GIVEN RECORDS —
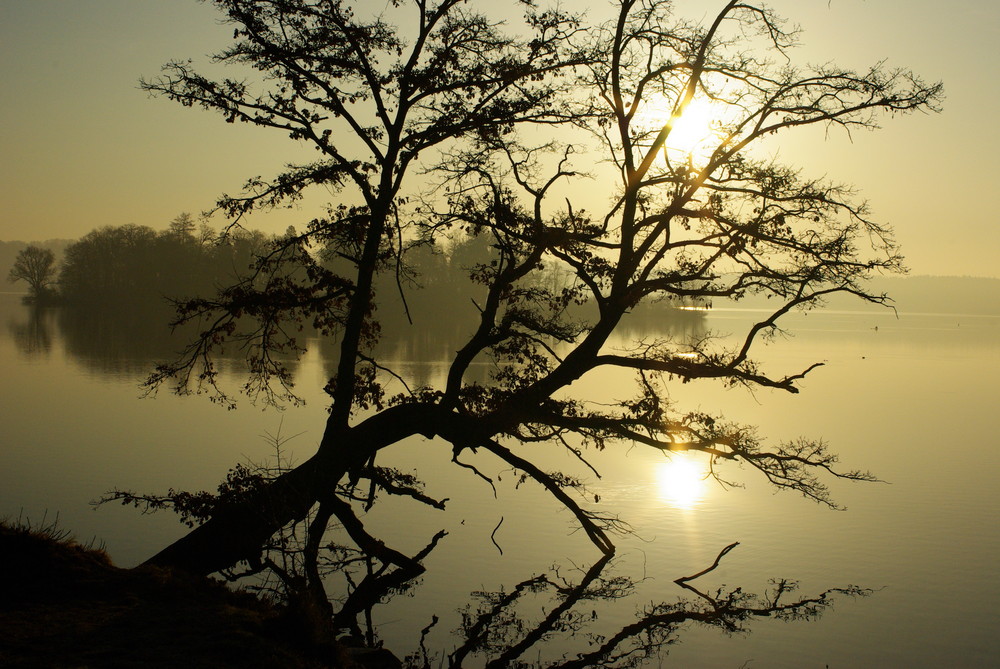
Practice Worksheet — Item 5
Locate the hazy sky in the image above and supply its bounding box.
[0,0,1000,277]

--

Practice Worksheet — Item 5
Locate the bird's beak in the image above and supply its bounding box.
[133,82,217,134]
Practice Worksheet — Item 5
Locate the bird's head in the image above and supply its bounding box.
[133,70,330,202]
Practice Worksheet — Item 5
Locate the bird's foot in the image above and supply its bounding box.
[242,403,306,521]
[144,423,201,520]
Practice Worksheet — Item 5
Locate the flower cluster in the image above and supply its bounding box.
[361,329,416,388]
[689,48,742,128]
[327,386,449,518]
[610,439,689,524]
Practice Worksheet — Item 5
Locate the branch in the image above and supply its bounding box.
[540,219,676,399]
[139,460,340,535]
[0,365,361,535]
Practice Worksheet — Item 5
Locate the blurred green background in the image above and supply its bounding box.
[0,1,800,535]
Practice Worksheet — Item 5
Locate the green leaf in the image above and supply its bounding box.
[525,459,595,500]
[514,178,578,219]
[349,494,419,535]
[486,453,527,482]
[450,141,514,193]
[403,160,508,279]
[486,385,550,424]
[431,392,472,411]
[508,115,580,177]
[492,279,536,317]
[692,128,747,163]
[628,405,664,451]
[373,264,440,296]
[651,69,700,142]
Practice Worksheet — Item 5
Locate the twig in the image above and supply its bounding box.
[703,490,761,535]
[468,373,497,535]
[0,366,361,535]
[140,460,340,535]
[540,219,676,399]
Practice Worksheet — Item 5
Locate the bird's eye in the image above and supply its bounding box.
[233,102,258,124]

EXERCISE OBJECTIVE —
Please identify each row above that contains the word "bird", and copy every such line in full.

ANSWER IN FULL —
Locate the bird's beak in the image above and supply its bounding box.
Locate the bird's head in the image above and supply its bounding box.
Locate the bird's foot in the image above and supply its bounding box.
Locate the bird's eye in the image above and supply its bounding box.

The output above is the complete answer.